Task objective: In the compute batching text, which counter does a retracted action leave unincremented when it is rescheduled on a different runner?

Text excerpt:
Compute batching (#849)
### Compute Batch Submission
- Consolidate duplicated action submission logic in `httpcomputeservice` into a single `HandleSubmitAction` supporting both single-action and batch (actions array) payloads
- Group actions by queue in `RemoteHttpRunner` and submit as batches with configurable chunk size, falling back to individual submission on failure
- Extract shared helpers: `MakeErrorResult`, `ValidateQueueForEnqueue`, `ActivateActionInQueue`, `RemoveActionFromActiveMaps`
### Retracted Action State
- Add `Retracted` state to `RunnerAction` for retry-free rescheduling — an explicit request to pull an action back and reschedule it on a different runner without incrementing `RetryCount`
- Implement idempotent `RetractAction()` on `RunnerAction` and `ComputeServiceSession`
- Add `POST jobs/{lsn}/retract` and `queues/{queueref}/jobs/{lsn}/retract` HTTP endpoints
- Add state machine documentation and per-state comments to `RunnerAction`
### Compute Race Fixes
- Fix race in `HandleActionUpdates` where actions enqueued between session abandon and scheduler tick were never abandoned, causing `GetActionResult` to return 202 indefinitely
- Fix queue `ActiveCount` race where `NotifyQueueActionComplete` was called after releasing `m_ResultsLock`, allowing callers to observe stale counters immediately after `GetActionResult` returned OK
### Logging Optimization and ANSI improvements
- Improve `AnsiColorStdoutSink` write efficiency — single write call, dirty-flag flush, `RwLock` instead of `std::mutex`
- Move ANSI color emission from sink into formatters via `Formatter::SetColorEnabled()`; remove `ColorRangeStart`/`End` from `LogMessage`
- Extract color helpers (`AnsiColorForLevel`, `StripAnsiSgrSequences`) into `helpers.h`
- Strip upstream ANSI SGR escapes in non-color output mode. This enables colour in log messages without polluting log files with ANSI control sequences
- Move `RotatingFileSink`, `JsonFormatter`, and `FullFormatter` from header-only to pimpl with `.cpp` files
### CLI / Exec Refactoring
- Extract `ExecSessionRunner` class from ~920-line `ExecUsingSession` into focused methods and a `ExecSessionConfig` struct
- Replace monolithic `ExecCommand` with subcommand-based architecture (`http`, `inproc`, `beacon`, `dump`, `buildlog`)

Stored rows:
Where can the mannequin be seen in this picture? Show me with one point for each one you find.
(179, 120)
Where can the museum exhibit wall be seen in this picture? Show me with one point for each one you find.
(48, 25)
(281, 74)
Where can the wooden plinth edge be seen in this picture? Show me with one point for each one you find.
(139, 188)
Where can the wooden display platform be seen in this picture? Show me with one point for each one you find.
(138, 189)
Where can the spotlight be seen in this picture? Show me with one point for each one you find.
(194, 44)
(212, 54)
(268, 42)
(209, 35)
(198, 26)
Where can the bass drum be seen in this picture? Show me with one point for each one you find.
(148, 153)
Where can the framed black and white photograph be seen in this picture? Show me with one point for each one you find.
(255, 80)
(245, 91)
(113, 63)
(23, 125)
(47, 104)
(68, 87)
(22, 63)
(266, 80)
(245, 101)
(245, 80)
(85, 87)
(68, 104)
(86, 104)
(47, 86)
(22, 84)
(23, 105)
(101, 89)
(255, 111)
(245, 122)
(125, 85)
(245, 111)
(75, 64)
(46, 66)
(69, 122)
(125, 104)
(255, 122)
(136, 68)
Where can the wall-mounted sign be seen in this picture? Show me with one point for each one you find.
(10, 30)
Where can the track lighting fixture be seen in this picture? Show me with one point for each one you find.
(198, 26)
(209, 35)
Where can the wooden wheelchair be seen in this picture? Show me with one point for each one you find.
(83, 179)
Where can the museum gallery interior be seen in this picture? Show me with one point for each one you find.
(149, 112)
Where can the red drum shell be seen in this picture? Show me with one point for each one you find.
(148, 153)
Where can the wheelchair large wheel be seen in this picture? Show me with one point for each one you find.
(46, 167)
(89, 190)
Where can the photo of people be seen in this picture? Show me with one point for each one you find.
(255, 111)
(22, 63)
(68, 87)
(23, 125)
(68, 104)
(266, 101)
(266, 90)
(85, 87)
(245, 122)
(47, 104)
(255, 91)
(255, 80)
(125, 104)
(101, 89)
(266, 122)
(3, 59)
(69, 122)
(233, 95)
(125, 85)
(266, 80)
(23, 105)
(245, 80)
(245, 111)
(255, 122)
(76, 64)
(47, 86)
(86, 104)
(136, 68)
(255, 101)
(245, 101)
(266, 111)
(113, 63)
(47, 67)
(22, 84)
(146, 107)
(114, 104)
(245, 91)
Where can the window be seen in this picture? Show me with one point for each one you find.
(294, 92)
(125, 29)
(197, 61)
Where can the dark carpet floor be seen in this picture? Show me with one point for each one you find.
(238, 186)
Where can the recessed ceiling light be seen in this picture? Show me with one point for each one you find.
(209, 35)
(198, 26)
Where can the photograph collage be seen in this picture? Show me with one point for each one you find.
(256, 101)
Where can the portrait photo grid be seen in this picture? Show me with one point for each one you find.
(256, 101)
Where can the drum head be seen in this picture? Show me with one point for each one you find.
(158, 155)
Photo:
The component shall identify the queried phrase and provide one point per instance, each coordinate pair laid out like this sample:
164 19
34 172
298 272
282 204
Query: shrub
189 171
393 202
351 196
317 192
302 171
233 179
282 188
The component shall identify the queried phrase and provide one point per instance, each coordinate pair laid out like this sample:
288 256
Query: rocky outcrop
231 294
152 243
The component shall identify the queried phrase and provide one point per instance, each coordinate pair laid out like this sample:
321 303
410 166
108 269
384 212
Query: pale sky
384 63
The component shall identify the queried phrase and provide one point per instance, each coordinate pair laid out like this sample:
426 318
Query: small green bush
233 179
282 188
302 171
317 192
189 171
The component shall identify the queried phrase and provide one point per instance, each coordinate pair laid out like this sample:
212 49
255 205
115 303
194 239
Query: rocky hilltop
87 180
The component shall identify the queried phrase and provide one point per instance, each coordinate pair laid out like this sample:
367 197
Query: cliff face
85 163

The response: `RetryCount`